• [REQUIREMENT] The lines from the one containing "Query: finger" to the end of the entries, both included, are what you need to transcribe exactly, without pictures and without anything else.

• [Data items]
^^^^^^^^
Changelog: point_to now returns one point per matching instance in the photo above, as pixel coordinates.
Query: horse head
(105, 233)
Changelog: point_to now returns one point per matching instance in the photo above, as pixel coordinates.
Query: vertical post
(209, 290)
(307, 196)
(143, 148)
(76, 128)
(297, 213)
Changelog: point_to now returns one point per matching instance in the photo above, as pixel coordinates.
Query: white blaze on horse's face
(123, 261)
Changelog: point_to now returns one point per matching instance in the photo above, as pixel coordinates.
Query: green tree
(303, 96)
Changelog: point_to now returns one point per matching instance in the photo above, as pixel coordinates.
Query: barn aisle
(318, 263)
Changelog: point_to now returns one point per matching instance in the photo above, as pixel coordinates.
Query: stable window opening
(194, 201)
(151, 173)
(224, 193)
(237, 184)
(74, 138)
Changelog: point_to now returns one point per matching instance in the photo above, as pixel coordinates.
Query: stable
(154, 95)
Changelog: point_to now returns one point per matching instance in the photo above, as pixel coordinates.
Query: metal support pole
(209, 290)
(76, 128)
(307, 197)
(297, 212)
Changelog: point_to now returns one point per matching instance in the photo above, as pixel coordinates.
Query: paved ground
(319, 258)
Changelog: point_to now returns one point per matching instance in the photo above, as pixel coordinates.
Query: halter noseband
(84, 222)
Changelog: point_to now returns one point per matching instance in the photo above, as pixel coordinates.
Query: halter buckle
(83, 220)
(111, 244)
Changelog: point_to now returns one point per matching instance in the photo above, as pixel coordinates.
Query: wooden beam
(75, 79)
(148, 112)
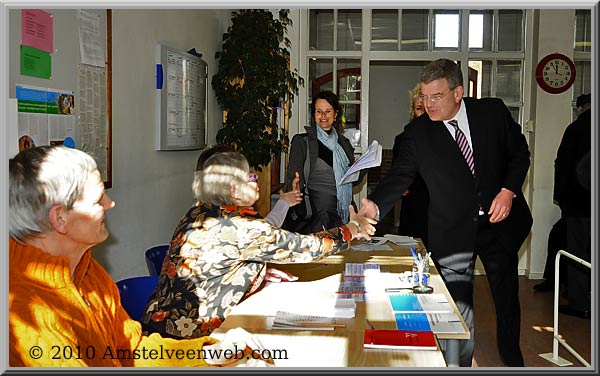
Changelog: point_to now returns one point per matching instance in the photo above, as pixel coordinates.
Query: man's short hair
(221, 172)
(442, 68)
(41, 178)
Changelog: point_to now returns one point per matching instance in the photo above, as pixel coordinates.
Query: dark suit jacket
(574, 200)
(501, 158)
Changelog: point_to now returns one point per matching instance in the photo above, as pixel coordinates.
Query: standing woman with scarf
(330, 154)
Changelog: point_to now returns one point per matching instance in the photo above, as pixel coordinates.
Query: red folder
(399, 339)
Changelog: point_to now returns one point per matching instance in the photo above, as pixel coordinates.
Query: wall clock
(555, 73)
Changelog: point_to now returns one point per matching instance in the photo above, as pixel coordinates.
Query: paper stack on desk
(297, 321)
(421, 303)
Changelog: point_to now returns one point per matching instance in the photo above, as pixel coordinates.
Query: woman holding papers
(321, 156)
(218, 253)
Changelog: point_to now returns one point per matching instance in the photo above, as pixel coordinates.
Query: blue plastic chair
(155, 257)
(135, 292)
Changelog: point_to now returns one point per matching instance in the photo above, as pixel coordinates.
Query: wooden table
(342, 347)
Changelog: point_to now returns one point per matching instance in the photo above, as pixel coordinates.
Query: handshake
(364, 220)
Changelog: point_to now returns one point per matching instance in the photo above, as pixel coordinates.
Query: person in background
(60, 298)
(220, 248)
(574, 199)
(415, 200)
(330, 154)
(473, 159)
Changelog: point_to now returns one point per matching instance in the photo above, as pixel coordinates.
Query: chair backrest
(135, 292)
(155, 257)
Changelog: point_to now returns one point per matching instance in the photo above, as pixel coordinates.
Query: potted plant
(253, 78)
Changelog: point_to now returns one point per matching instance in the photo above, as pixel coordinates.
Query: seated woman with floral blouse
(219, 251)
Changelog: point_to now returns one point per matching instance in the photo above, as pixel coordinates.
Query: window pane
(384, 30)
(350, 115)
(508, 81)
(414, 29)
(583, 79)
(510, 30)
(480, 30)
(583, 25)
(480, 78)
(349, 30)
(348, 80)
(446, 30)
(320, 76)
(321, 29)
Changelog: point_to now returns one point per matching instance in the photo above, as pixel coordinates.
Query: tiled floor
(537, 325)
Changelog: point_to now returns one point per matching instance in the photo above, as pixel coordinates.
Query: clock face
(555, 73)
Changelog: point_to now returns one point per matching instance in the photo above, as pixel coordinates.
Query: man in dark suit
(574, 199)
(474, 176)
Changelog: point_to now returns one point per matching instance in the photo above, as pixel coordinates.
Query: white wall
(552, 115)
(152, 189)
(390, 83)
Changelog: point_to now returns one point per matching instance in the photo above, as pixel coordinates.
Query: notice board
(180, 100)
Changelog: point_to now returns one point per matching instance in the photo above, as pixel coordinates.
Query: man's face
(86, 219)
(441, 103)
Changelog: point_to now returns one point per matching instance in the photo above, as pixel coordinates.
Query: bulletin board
(64, 98)
(180, 100)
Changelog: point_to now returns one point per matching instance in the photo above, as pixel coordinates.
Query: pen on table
(350, 292)
(397, 289)
(320, 324)
(412, 250)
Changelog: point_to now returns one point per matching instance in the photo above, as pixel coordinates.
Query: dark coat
(574, 199)
(501, 158)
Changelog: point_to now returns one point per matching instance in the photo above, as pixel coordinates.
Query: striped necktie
(463, 145)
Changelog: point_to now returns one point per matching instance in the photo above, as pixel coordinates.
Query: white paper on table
(401, 239)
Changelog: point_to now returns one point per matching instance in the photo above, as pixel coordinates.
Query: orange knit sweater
(57, 321)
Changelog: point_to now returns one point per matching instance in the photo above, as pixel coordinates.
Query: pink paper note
(37, 29)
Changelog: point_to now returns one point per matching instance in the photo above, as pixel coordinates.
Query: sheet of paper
(293, 321)
(445, 323)
(370, 158)
(376, 243)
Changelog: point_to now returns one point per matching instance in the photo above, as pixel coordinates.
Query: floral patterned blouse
(217, 258)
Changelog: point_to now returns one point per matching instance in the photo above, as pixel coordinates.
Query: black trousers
(501, 267)
(579, 244)
(557, 240)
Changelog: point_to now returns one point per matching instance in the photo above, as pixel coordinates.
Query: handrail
(555, 358)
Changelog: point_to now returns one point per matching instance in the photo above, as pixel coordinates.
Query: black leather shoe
(567, 310)
(544, 286)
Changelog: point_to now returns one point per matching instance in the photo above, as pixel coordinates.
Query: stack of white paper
(298, 321)
(370, 158)
(401, 239)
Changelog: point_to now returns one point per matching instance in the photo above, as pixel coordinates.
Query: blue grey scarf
(340, 166)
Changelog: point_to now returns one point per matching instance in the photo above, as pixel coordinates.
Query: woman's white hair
(213, 184)
(41, 178)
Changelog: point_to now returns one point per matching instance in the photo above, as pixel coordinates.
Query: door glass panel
(349, 78)
(415, 29)
(508, 81)
(349, 26)
(480, 30)
(446, 30)
(510, 30)
(320, 76)
(321, 29)
(583, 25)
(384, 30)
(480, 78)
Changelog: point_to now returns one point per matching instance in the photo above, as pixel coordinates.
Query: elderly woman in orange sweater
(64, 308)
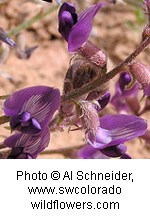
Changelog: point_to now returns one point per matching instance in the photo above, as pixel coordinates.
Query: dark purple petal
(17, 153)
(67, 18)
(25, 116)
(117, 129)
(124, 80)
(88, 152)
(36, 124)
(39, 102)
(30, 145)
(82, 29)
(125, 156)
(5, 38)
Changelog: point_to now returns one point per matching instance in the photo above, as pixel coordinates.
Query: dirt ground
(115, 30)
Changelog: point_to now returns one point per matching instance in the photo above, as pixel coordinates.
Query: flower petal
(40, 102)
(121, 128)
(31, 145)
(114, 151)
(82, 29)
(88, 152)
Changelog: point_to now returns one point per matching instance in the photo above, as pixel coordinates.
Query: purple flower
(31, 109)
(104, 100)
(76, 29)
(50, 1)
(117, 129)
(88, 152)
(25, 146)
(114, 130)
(142, 74)
(4, 37)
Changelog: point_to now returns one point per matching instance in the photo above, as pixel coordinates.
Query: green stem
(29, 23)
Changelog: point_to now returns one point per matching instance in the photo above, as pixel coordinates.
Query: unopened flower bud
(104, 100)
(142, 74)
(124, 80)
(93, 54)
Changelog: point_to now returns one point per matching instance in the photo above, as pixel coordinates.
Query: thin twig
(29, 23)
(100, 81)
(62, 150)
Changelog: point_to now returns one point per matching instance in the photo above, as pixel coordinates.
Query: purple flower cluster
(30, 111)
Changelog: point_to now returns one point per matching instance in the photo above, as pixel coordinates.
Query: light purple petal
(82, 29)
(88, 152)
(114, 151)
(40, 102)
(120, 128)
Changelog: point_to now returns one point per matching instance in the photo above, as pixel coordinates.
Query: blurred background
(117, 30)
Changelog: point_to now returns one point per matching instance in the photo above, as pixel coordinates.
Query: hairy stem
(63, 150)
(29, 23)
(100, 81)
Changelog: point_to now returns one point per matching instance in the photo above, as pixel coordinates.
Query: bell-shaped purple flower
(76, 29)
(88, 152)
(31, 109)
(5, 38)
(104, 100)
(25, 146)
(67, 18)
(124, 95)
(117, 129)
(142, 74)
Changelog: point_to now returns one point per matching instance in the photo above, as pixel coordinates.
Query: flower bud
(124, 80)
(142, 74)
(93, 54)
(104, 100)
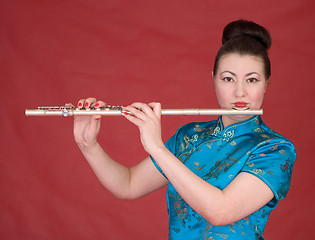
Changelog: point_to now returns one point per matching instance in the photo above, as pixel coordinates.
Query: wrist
(158, 151)
(88, 147)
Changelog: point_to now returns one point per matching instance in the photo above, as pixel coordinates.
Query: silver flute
(109, 110)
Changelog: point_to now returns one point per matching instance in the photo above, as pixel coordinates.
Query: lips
(240, 104)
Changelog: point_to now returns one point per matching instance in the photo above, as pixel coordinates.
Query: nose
(240, 89)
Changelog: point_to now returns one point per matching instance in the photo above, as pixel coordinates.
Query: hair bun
(244, 28)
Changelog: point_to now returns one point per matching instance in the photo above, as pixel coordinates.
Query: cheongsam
(217, 155)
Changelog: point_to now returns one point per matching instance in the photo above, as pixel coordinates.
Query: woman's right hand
(86, 128)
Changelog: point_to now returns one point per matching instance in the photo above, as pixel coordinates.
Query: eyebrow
(234, 74)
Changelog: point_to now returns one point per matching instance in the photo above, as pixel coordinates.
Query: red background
(53, 52)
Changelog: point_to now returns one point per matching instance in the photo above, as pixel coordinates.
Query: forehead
(241, 64)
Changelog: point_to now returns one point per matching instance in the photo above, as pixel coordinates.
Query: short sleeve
(273, 162)
(171, 146)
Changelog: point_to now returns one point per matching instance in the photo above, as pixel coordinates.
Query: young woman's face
(240, 83)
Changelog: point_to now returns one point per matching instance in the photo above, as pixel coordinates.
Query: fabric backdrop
(54, 52)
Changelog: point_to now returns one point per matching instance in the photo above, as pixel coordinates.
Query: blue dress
(217, 155)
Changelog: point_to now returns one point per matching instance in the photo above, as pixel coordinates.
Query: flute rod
(165, 112)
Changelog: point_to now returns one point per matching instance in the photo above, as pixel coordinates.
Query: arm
(122, 182)
(244, 195)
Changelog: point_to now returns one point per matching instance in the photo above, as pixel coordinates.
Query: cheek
(258, 96)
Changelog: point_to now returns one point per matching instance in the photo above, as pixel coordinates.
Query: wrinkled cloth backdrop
(53, 52)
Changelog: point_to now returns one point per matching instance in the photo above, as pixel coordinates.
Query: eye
(227, 79)
(252, 80)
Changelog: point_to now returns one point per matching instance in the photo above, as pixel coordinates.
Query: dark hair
(245, 37)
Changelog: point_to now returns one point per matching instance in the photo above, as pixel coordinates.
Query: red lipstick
(240, 104)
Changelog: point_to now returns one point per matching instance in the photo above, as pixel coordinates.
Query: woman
(224, 177)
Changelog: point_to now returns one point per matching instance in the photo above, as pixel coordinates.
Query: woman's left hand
(148, 119)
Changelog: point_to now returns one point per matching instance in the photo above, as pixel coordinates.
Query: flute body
(117, 111)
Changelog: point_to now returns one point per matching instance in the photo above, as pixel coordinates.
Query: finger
(98, 104)
(157, 108)
(89, 101)
(136, 112)
(144, 108)
(69, 105)
(81, 103)
(133, 119)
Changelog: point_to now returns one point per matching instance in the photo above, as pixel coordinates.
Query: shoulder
(276, 144)
(274, 137)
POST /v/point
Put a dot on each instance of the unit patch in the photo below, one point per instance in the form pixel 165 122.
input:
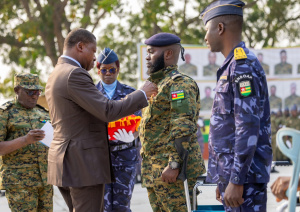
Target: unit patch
pixel 245 88
pixel 239 54
pixel 244 84
pixel 177 95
^^^^^^^^
• [RESPONSE FOR THIS EXERCISE]
Query: finger
(98, 104)
(157, 108)
(89, 101)
(136, 112)
(144, 108)
(69, 105)
(81, 103)
(133, 119)
Changelog: point_to now returns one point per matching instance in the photo above, as pixel coordinates.
Query: shoulder
(276, 144)
(274, 137)
POST /v/point
Put a dot on each instance of the unit patch in the photo below, one point per instance in the form pixel 165 122.
input:
Target: unit patch
pixel 245 88
pixel 239 54
pixel 244 84
pixel 177 95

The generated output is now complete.